Try it: Write out the entries below once more, exactly, with the pictures left out.

Input records:
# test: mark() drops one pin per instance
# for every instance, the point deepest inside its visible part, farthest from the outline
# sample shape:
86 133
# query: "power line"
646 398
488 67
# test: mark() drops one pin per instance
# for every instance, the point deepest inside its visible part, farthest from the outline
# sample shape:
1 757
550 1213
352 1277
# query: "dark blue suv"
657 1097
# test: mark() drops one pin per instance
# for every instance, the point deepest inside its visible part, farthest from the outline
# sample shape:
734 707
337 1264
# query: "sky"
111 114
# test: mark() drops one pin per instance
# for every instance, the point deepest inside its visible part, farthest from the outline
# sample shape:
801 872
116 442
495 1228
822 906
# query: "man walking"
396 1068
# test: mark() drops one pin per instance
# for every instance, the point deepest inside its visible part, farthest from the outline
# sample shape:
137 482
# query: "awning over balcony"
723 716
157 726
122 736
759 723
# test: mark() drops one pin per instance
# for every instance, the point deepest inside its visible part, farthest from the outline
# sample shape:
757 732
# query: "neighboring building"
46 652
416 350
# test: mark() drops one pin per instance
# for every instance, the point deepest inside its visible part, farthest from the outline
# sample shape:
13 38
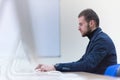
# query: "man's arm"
89 62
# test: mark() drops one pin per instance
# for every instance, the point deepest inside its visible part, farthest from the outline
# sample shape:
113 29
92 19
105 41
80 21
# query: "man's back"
102 44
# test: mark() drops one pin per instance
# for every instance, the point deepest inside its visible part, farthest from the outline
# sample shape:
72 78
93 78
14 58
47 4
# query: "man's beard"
89 30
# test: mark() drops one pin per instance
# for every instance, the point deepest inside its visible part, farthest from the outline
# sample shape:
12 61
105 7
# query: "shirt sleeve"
89 62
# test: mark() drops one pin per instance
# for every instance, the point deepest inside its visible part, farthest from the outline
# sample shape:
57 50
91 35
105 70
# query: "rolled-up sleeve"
90 60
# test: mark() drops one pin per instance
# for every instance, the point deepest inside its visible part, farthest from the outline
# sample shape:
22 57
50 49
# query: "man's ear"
92 23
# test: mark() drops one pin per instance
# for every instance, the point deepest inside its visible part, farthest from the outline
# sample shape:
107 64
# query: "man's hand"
45 68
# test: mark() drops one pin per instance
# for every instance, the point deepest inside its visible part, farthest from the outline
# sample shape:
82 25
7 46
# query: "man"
100 52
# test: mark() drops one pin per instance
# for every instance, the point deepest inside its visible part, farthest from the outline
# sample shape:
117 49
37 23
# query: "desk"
90 76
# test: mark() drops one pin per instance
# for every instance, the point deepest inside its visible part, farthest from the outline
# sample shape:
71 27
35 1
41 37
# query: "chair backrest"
113 70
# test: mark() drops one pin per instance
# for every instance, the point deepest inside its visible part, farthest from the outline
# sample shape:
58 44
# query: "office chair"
113 71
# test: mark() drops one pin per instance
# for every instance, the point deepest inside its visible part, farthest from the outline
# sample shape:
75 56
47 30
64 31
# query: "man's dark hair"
89 14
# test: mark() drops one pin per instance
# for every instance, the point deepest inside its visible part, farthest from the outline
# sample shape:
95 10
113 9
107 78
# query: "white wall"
72 44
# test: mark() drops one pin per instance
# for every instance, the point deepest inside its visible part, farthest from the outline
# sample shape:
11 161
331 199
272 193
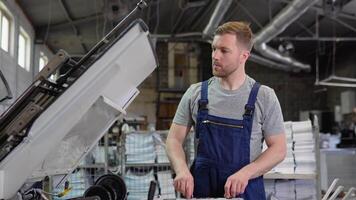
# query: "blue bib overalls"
223 149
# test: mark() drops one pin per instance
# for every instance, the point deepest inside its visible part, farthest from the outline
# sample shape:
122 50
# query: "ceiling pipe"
286 17
220 9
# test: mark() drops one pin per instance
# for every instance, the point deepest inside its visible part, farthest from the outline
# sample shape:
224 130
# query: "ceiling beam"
75 22
321 10
69 18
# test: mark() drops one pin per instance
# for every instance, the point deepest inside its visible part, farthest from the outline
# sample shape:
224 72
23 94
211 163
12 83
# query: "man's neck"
234 81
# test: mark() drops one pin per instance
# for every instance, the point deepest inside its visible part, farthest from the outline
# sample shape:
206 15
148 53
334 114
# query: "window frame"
4 14
27 49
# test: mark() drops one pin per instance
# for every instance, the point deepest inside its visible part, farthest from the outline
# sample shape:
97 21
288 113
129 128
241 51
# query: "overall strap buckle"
249 110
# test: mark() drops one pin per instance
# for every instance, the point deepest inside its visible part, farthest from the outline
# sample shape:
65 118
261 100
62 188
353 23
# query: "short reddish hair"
242 31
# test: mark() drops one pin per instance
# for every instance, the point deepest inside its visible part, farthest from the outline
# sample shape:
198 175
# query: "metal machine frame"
55 123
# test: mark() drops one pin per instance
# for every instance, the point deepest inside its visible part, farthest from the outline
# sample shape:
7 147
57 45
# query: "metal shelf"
147 164
289 176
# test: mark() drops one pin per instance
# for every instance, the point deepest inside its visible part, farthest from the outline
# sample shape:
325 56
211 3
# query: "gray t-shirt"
267 120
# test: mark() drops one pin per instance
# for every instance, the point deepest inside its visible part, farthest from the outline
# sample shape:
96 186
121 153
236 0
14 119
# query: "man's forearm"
266 161
176 155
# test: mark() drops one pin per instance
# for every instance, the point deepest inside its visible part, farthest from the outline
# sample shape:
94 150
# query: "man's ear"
244 56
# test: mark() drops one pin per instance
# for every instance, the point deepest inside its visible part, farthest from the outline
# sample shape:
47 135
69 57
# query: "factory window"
43 61
4 30
24 50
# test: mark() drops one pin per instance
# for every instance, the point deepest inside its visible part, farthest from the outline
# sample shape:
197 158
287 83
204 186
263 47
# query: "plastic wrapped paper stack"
304 147
138 183
139 148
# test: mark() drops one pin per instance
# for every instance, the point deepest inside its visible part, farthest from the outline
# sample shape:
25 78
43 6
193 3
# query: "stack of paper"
138 184
305 189
287 166
139 148
270 187
161 154
165 182
304 147
285 190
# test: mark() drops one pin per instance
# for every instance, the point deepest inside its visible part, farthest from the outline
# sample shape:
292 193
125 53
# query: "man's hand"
236 183
184 184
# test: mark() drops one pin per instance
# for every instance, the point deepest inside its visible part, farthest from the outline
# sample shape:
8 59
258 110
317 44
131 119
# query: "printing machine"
55 123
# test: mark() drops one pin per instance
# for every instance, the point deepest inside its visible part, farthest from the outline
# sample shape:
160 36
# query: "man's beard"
223 73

Result of the exercise:
# test: mark() drops one pin per instance
# for every instance, the point deepest inside its visible part, farthest from the outline
# sample shape:
86 133
# query: "power line"
646 398
488 67
# test: mark() drops one pin per instance
# for every instance, the point deepest inside its visible part, farthest from the outline
# sample shape:
1 757
550 1213
352 1277
# query: "dark blue suv"
657 1097
# test: mark() drops one pin per instance
# for every instance, the point deepest inside its visible part, farthest from the outline
# sample shape:
734 707
337 1264
# query: "sky"
111 114
# test: mark() drops one pin per instance
# for every instance, the point deepest inside its visible part, farthest from the outline
# sample shape:
801 872
116 442
495 1228
822 906
# query: "man walking"
396 1068
# test: mark() drops one pin per instance
# for every instance, the point deepest inside its visible part, farthest from the outline
# sample shape:
137 482
# query: "awning over balcony"
723 716
157 726
122 736
759 723
# test: mark() drops one pin per instance
# for every instance, the point deepest inside its visible part, farthest from the outline
# sample shape:
757 732
# query: "neighboring building"
46 652
416 350
# test: mark() drops one pin per instance
# for every instance, the point deepest inside its visible part, farthest from the outline
# sample shape:
13 38
# query: "man's arm"
89 62
# test: mark() drops one pin per instance
# for every instance, the point deepest inside its visible part, farthest from the outline
# sample shape:
113 29
92 19
105 41
80 21
# query: "man's back"
102 44
# test: mark() drops one pin per instance
# for every instance, the point deepest inside its visible part, farthest from the outline
# sample shape:
72 78
93 78
14 58
47 4
# query: "man's beard"
89 30
# test: mark() drops one pin per instance
# for every instance, the point deepest inside its visible part, farthest from the outline
# sample shape:
12 61
105 7
# query: "shirt sleeve"
89 62
# test: mark() drops one pin per instance
# for every instance, the point deepest inside its visible part, farthest from the outline
# sample shape:
57 50
91 35
105 70
# query: "rolled-up sleeve"
90 60
# test: mark() drops one pin per instance
# for every instance, the point deepest inside its visible part, farthest from the outline
# sample shape:
22 57
50 49
# query: "man's ear"
92 23
# test: mark() drops one pin per instance
# for every instance, the point deepest inside its visible part, farthest from the outline
# sample shape:
107 64
# query: "man's hand"
45 68
# test: mark() drops one pin per instance
# for every instance, the point deepest inside its visible part, farthest from the outline
# sample shape:
82 25
7 46
# query: "man"
100 52
# test: mark() drops one pin per instance
# for every instance, the point deepest inside its visible part, farthest from the outline
# sample shape:
117 49
37 23
# query: "desk"
90 76
# test: mark() drops one pin per instance
# for every instance, the point deepest inside its visible part, farthest from the outline
# sample shape:
71 27
35 1
41 37
# query: "chair backrest"
113 70
# test: mark() drops one pin per instance
# for every instance, the point deepest inside its visible part, farthest from the outline
# sample shape:
58 44
# query: "office chair"
113 71
# test: mark() drops one pin per instance
# for every instance, the point deepest inside its visible part, farthest from the outline
# sample shape:
75 56
47 30
64 31
# query: "man's dark hair"
89 14
# test: mark() drops one pin per instance
# for every instance, the point deepest inside its visible part, farthest from the outline
# sample shape:
95 10
113 9
107 78
# query: "white wall"
72 44
# test: mark() drops one pin per instance
# for every instance, the point deepest inside its visible part, farthest from the outline
# sample shape:
11 161
331 199
272 193
# query: "blue bib overalls"
223 149
# test: mark() drops one pin per instance
# for every instance, the point deepest inside its visible part, farthest from the outline
# sample shape:
122 50
# query: "ceiling pipe"
286 17
220 9
# test: mark() drops one pin per instance
# for every instance, the point deepest inside its visible part, farthest from the outline
# sample shape:
224 130
# query: "ceiling beam"
75 22
321 10
69 18
# test: mark() drops one pin per instance
# for every instance, the point deepest inside its visible part, farthest from the outline
# sample shape:
224 72
23 94
211 163
12 83
# query: "man's neck"
234 81
# test: mark() drops one pin per instance
# for every instance, the point deepest inside its visible part, farthest from the outline
# sample shape:
206 15
148 53
334 114
# query: "window frame"
4 14
27 49
# test: mark() drops one pin per instance
# for every instance, the point deepest inside its visible part, farthest from the outline
# sample shape:
97 21
288 113
129 128
241 51
# query: "overall strap buckle"
249 110
# test: mark() drops one pin per instance
# for every instance, the point deepest inside its visible part, farthest from the outline
# sample shape:
65 118
261 100
62 188
353 23
# query: "short reddish hair"
242 31
# test: mark() drops one pin per instance
# for every instance, the point deepest inside its visible part, farthest from the outline
# sample shape:
198 175
# query: "metal machine frame"
55 123
# test: mark() drops one pin per instance
# for every instance, the point deepest inside its visible part, farthest from the outline
# sample shape:
7 147
57 45
# query: "metal shelf"
147 164
289 176
# test: mark() drops one pin per instance
# for every instance, the point deepest inside its visible part, farthest from the outline
# sample shape:
325 56
211 3
# query: "gray t-shirt"
267 120
# test: mark() drops one pin per instance
# for every instance, the point deepest inside its visible part, farthest from the outline
# sample shape:
96 186
121 153
236 0
14 119
# query: "man's forearm"
266 161
176 155
# test: mark() drops one pin per instance
# for every instance, the point deepest inside its visible part, farthest from the outline
# sample shape:
94 150
# query: "man's ear"
244 56
# test: mark() drops one pin per instance
# for every instance, the point deepest inside its visible part, farthest from the outline
# sample shape:
47 135
69 57
# query: "factory window"
43 61
4 30
24 50
# test: mark() drops one pin per instance
# for every instance, the point deepest inside its visible part, farthest from the outline
# sample shape:
197 158
287 83
204 186
263 47
# query: "plastic wrapped paper stack"
304 147
138 183
139 148
# test: mark() drops one pin per instance
# for every instance, the point deepest inside its visible part, farthest from the outline
# sample shape:
25 78
43 6
193 3
# query: "stack of paper"
138 184
305 189
287 166
139 148
270 187
161 154
165 182
304 147
285 190
# test: mark() drops one pin per instance
# for every instance, the point deepest inside its visible part, farthest from the outline
# sample shape:
292 193
125 53
# query: "man's hand"
236 183
184 184
# test: mark() drops one pin per instance
# for every instance, the point deepest inside its visible part, farthest from the outline
# sample shape:
8 59
258 110
317 44
131 119
# query: "printing machine"
55 123
# test: mark() drops one pin per instance
# for every instance, the point deepest inside its visible part, farthest from the outline
# sample shape:
160 36
# query: "man's beard"
223 73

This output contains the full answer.